------ Texto fornecido ------
Acionistas minoritários da Kora Saúde receberam com estranhamento a proposta da HIG Capital de tirar a empresa do Novo Mercado e fazer uma OPA ao preço máximo de R$ 0,87 por ação, o mesmo preço do fechamento do dia anterior ao anúncio.
A proposta foi apresentada domingo à noite ao conselho pela gestora americana de private equity, que detém 68% do capital da Kora. Os médicos fundadores têm outros 12% e o free float é de 20% das ações.
A HIG investiu na Kora em 2018 e levou a companhia para a Bolsa dois anos depois, vendendo cada ação a R$ 7,20.
O argumento da gestora para a saída do Novo Mercado — o segmento de mais alta governança da B3 — é de que ele cria restrições para a captação de recursos que resolveriam a estrutura de capital da companhia.
------ Material fornecido ------
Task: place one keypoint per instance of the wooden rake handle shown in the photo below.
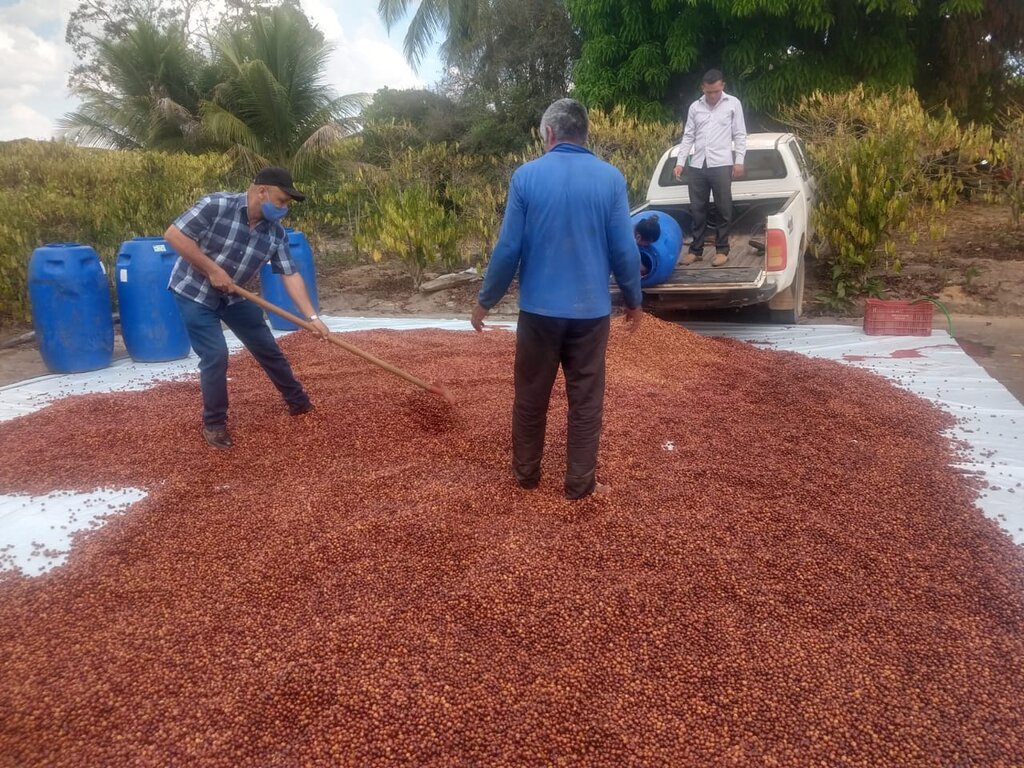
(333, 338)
------
------ Material fornecido ------
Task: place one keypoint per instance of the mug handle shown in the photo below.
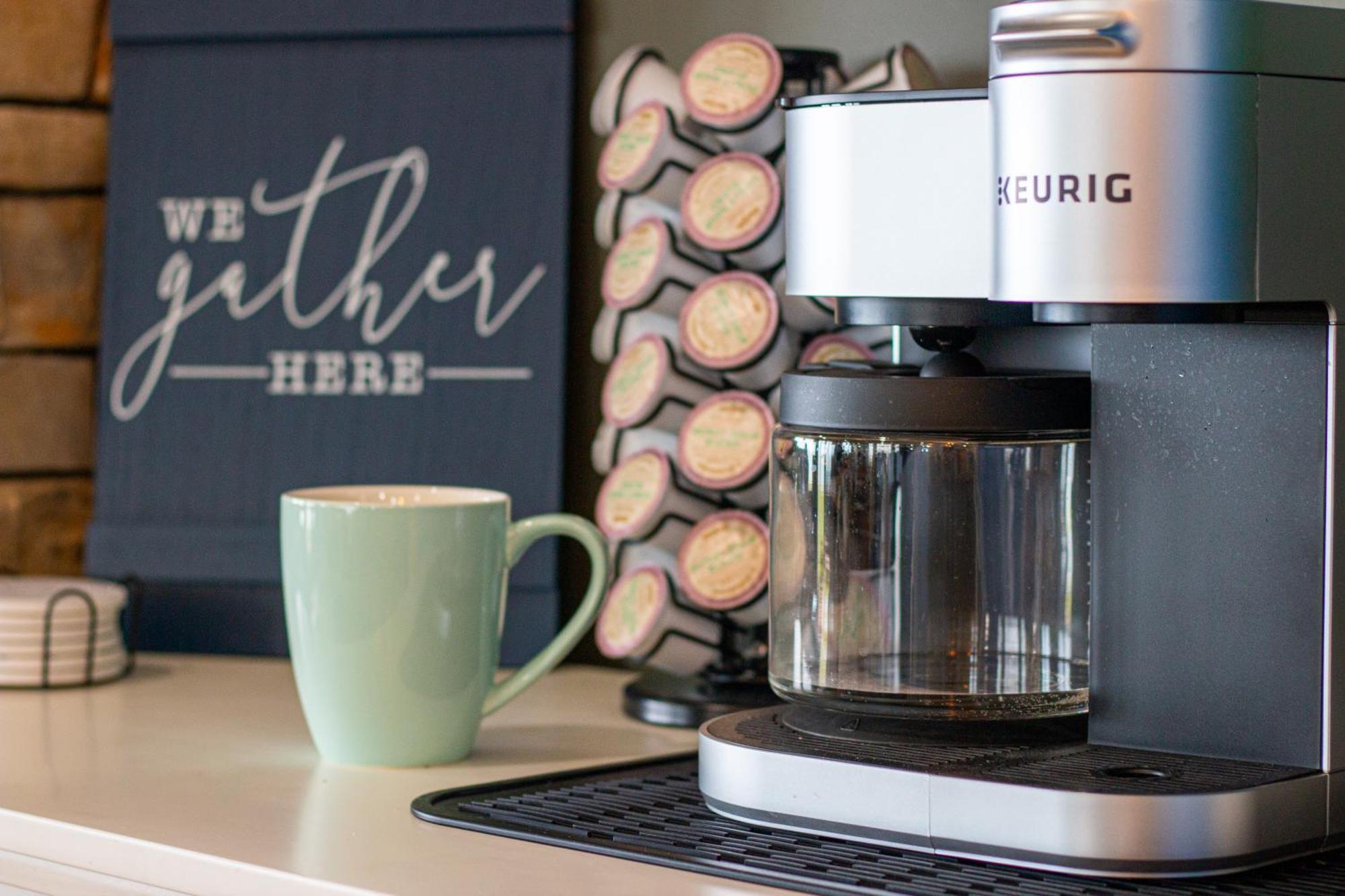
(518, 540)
------
------ Material fornecido ------
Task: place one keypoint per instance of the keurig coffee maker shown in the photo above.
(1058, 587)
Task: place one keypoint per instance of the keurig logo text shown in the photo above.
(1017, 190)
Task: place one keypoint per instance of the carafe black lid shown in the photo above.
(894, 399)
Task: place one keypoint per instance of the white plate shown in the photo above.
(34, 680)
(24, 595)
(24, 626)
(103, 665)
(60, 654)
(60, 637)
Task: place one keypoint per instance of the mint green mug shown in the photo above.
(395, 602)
------
Sua vez — Indique se cada afirmação concorda com o texto sobre a proposta da HIG Capital para a Kora Saúde, respondendo sim ou não e citando literalmente as palavras do texto que decidem a questão. (a) A HIG Capital possui 68% do capital da Kora. (b) A Kora estreou na Bolsa em 2018. (c) O preço máximo da OPA supera o preço de fechamento do dia anterior ao anúncio. Os registros vêm de uma fonte diferente da do texto.

Resposta final —
(a) Sim: “que detém 68% do capital da Kora”.
(b) Não: “A HIG investiu na Kora em 2018 e levou a companhia para a Bolsa dois anos depois”.
(c) Não: “ao preço máximo de R$ 0,87 por ação, o mesmo preço do fechamento do dia anterior ao anúncio”.